WHAT YOU HAVE TO DO:
Give the stretch from the line containing "subject: front entry" through the end of the listing as a numbered list, omitting blank lines and any pictures.

-- begin ITEMS --

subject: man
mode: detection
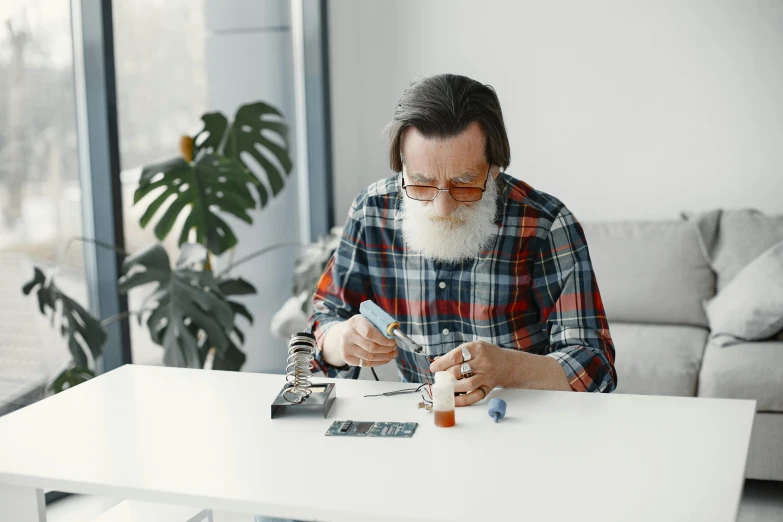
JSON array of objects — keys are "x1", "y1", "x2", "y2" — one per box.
[{"x1": 310, "y1": 74, "x2": 617, "y2": 400}]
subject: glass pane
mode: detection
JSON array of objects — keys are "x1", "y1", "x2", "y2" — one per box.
[
  {"x1": 0, "y1": 0, "x2": 87, "y2": 414},
  {"x1": 112, "y1": 0, "x2": 206, "y2": 364}
]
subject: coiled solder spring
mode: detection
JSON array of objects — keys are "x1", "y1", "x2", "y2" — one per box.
[{"x1": 283, "y1": 332, "x2": 316, "y2": 404}]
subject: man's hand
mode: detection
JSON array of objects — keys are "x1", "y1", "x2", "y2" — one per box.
[
  {"x1": 323, "y1": 315, "x2": 397, "y2": 367},
  {"x1": 430, "y1": 341, "x2": 510, "y2": 406}
]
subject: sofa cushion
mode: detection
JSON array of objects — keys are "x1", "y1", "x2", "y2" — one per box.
[
  {"x1": 694, "y1": 209, "x2": 783, "y2": 291},
  {"x1": 700, "y1": 341, "x2": 783, "y2": 413},
  {"x1": 705, "y1": 241, "x2": 783, "y2": 346},
  {"x1": 582, "y1": 220, "x2": 715, "y2": 326},
  {"x1": 609, "y1": 322, "x2": 707, "y2": 397}
]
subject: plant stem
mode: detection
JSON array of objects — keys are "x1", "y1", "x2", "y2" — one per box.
[{"x1": 215, "y1": 242, "x2": 308, "y2": 278}]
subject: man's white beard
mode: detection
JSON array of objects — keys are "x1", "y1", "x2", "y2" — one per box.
[{"x1": 400, "y1": 175, "x2": 498, "y2": 262}]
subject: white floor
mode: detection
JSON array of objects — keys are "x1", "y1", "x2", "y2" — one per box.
[{"x1": 47, "y1": 480, "x2": 783, "y2": 522}]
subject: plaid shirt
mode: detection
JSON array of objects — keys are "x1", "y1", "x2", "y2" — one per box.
[{"x1": 309, "y1": 173, "x2": 617, "y2": 392}]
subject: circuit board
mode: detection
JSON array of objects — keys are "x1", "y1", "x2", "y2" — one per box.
[{"x1": 326, "y1": 421, "x2": 419, "y2": 438}]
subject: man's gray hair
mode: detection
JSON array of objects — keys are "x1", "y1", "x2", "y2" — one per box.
[{"x1": 386, "y1": 74, "x2": 511, "y2": 172}]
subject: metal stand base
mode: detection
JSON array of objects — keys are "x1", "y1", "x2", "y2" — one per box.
[{"x1": 272, "y1": 383, "x2": 337, "y2": 419}]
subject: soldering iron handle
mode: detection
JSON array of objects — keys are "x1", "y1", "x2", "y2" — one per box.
[{"x1": 359, "y1": 300, "x2": 400, "y2": 339}]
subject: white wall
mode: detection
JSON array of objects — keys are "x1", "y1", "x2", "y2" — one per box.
[
  {"x1": 205, "y1": 0, "x2": 301, "y2": 373},
  {"x1": 329, "y1": 0, "x2": 783, "y2": 223}
]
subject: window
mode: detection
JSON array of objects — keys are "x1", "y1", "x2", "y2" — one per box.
[{"x1": 0, "y1": 0, "x2": 88, "y2": 414}]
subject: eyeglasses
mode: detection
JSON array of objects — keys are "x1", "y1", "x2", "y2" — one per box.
[{"x1": 402, "y1": 165, "x2": 492, "y2": 203}]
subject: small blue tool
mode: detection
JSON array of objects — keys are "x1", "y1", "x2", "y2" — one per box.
[
  {"x1": 489, "y1": 399, "x2": 506, "y2": 422},
  {"x1": 359, "y1": 300, "x2": 424, "y2": 353}
]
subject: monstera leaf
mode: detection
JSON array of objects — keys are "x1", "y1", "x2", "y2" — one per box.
[
  {"x1": 190, "y1": 272, "x2": 256, "y2": 371},
  {"x1": 134, "y1": 102, "x2": 292, "y2": 254},
  {"x1": 223, "y1": 102, "x2": 292, "y2": 200},
  {"x1": 133, "y1": 154, "x2": 258, "y2": 254},
  {"x1": 22, "y1": 268, "x2": 108, "y2": 368},
  {"x1": 46, "y1": 364, "x2": 95, "y2": 395},
  {"x1": 119, "y1": 244, "x2": 234, "y2": 368}
]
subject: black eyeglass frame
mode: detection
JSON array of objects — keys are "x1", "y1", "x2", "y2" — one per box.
[{"x1": 402, "y1": 165, "x2": 492, "y2": 203}]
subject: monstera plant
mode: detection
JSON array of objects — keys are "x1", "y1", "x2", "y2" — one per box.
[{"x1": 22, "y1": 102, "x2": 292, "y2": 393}]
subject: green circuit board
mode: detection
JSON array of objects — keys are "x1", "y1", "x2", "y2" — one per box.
[{"x1": 326, "y1": 421, "x2": 419, "y2": 439}]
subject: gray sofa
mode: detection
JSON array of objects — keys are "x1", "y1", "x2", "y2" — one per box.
[{"x1": 583, "y1": 211, "x2": 783, "y2": 480}]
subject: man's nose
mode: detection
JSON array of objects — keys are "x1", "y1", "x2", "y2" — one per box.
[{"x1": 433, "y1": 192, "x2": 459, "y2": 217}]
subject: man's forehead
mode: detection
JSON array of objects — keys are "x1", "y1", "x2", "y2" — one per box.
[{"x1": 400, "y1": 122, "x2": 486, "y2": 161}]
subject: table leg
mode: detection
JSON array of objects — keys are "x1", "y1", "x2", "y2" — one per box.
[{"x1": 0, "y1": 484, "x2": 46, "y2": 522}]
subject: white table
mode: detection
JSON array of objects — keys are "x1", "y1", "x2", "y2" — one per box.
[{"x1": 0, "y1": 366, "x2": 755, "y2": 522}]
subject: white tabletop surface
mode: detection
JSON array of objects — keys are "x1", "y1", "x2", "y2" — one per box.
[{"x1": 0, "y1": 366, "x2": 755, "y2": 522}]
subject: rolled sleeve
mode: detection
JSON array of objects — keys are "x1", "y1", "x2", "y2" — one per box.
[
  {"x1": 308, "y1": 193, "x2": 372, "y2": 379},
  {"x1": 533, "y1": 207, "x2": 617, "y2": 392}
]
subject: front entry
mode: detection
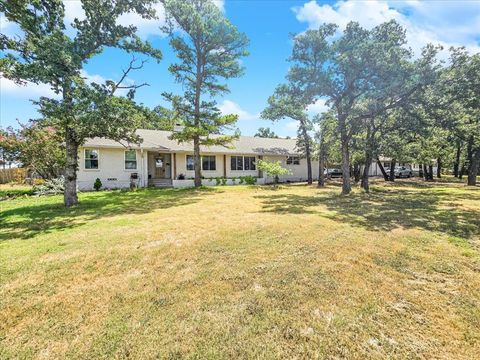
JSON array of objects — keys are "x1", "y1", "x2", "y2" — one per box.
[{"x1": 150, "y1": 153, "x2": 172, "y2": 179}]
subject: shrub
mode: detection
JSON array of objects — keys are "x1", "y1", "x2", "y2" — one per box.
[
  {"x1": 93, "y1": 178, "x2": 102, "y2": 191},
  {"x1": 33, "y1": 176, "x2": 65, "y2": 196}
]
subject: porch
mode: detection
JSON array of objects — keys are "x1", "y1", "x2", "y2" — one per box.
[{"x1": 147, "y1": 151, "x2": 176, "y2": 187}]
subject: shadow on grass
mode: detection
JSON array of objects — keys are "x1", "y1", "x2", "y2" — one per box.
[
  {"x1": 257, "y1": 186, "x2": 480, "y2": 239},
  {"x1": 0, "y1": 188, "x2": 219, "y2": 242}
]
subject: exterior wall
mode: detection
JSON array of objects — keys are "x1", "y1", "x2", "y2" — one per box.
[
  {"x1": 176, "y1": 153, "x2": 223, "y2": 179},
  {"x1": 176, "y1": 153, "x2": 318, "y2": 182},
  {"x1": 77, "y1": 148, "x2": 147, "y2": 191},
  {"x1": 264, "y1": 156, "x2": 318, "y2": 183},
  {"x1": 77, "y1": 148, "x2": 318, "y2": 191}
]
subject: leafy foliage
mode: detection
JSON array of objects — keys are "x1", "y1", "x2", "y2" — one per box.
[
  {"x1": 257, "y1": 159, "x2": 292, "y2": 183},
  {"x1": 162, "y1": 0, "x2": 248, "y2": 186},
  {"x1": 254, "y1": 127, "x2": 278, "y2": 139},
  {"x1": 0, "y1": 121, "x2": 65, "y2": 179},
  {"x1": 93, "y1": 178, "x2": 103, "y2": 191},
  {"x1": 33, "y1": 176, "x2": 65, "y2": 196}
]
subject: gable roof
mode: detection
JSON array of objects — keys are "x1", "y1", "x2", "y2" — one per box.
[{"x1": 83, "y1": 129, "x2": 299, "y2": 155}]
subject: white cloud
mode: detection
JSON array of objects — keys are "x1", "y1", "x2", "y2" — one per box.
[
  {"x1": 218, "y1": 100, "x2": 260, "y2": 120},
  {"x1": 0, "y1": 75, "x2": 59, "y2": 100},
  {"x1": 283, "y1": 120, "x2": 300, "y2": 132},
  {"x1": 0, "y1": 70, "x2": 134, "y2": 100},
  {"x1": 307, "y1": 99, "x2": 330, "y2": 115},
  {"x1": 293, "y1": 0, "x2": 480, "y2": 57}
]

-- end ITEMS --

WRITTEN REPLY:
1. subject: front entry
2. mode: detection
3. JSON array of objects — keys are "x1", "y1", "x2", "y2" — one per box.
4. [{"x1": 150, "y1": 153, "x2": 172, "y2": 179}]
5. subject: shrub
6. mode: detection
7. JSON array of objects — keys are "x1", "y1", "x2", "y2" — one per box.
8. [
9.   {"x1": 93, "y1": 178, "x2": 102, "y2": 191},
10.   {"x1": 33, "y1": 176, "x2": 65, "y2": 196}
11. ]
12. subject: porch
13. mode: detection
14. JSON array of objects — keys are "x1", "y1", "x2", "y2" — one per box.
15. [{"x1": 147, "y1": 151, "x2": 176, "y2": 187}]
16. subject: shadow on grass
17. mode: detection
18. JSON array of objects — keys are "x1", "y1", "x2", "y2" — one per box.
19. [
20.   {"x1": 257, "y1": 186, "x2": 480, "y2": 239},
21.   {"x1": 0, "y1": 188, "x2": 219, "y2": 242}
22. ]
23. subject: exterior wall
24. mode: detection
25. JSON array of objects — keys are "x1", "y1", "x2", "y2" — one per box.
26. [
27.   {"x1": 176, "y1": 153, "x2": 223, "y2": 179},
28.   {"x1": 176, "y1": 153, "x2": 318, "y2": 182},
29.   {"x1": 77, "y1": 148, "x2": 147, "y2": 191},
30.   {"x1": 264, "y1": 156, "x2": 318, "y2": 183},
31.   {"x1": 77, "y1": 148, "x2": 318, "y2": 191}
32. ]
33. subject: leafy foliage
34. mode: detection
35. JSON array of objects — keys are "x1", "y1", "x2", "y2" — one per box.
36. [
37.   {"x1": 257, "y1": 159, "x2": 292, "y2": 183},
38.   {"x1": 162, "y1": 0, "x2": 248, "y2": 186},
39.   {"x1": 254, "y1": 127, "x2": 278, "y2": 139},
40.   {"x1": 0, "y1": 121, "x2": 65, "y2": 179},
41.   {"x1": 93, "y1": 178, "x2": 103, "y2": 191},
42.   {"x1": 33, "y1": 176, "x2": 65, "y2": 196}
43. ]
44. subject: gable roof
45. mode: detection
46. JSON array of objects — keys are "x1", "y1", "x2", "y2" — one per box.
47. [{"x1": 83, "y1": 129, "x2": 299, "y2": 155}]
48. subject: white cloud
49. mode: detection
50. JSON array of objects — keys are "x1", "y1", "x2", "y2" — one per box.
51. [
52.   {"x1": 218, "y1": 100, "x2": 260, "y2": 120},
53.   {"x1": 0, "y1": 75, "x2": 59, "y2": 100},
54.   {"x1": 283, "y1": 120, "x2": 300, "y2": 132},
55.   {"x1": 0, "y1": 70, "x2": 134, "y2": 100},
56.   {"x1": 307, "y1": 99, "x2": 330, "y2": 115},
57.   {"x1": 293, "y1": 0, "x2": 480, "y2": 57}
58. ]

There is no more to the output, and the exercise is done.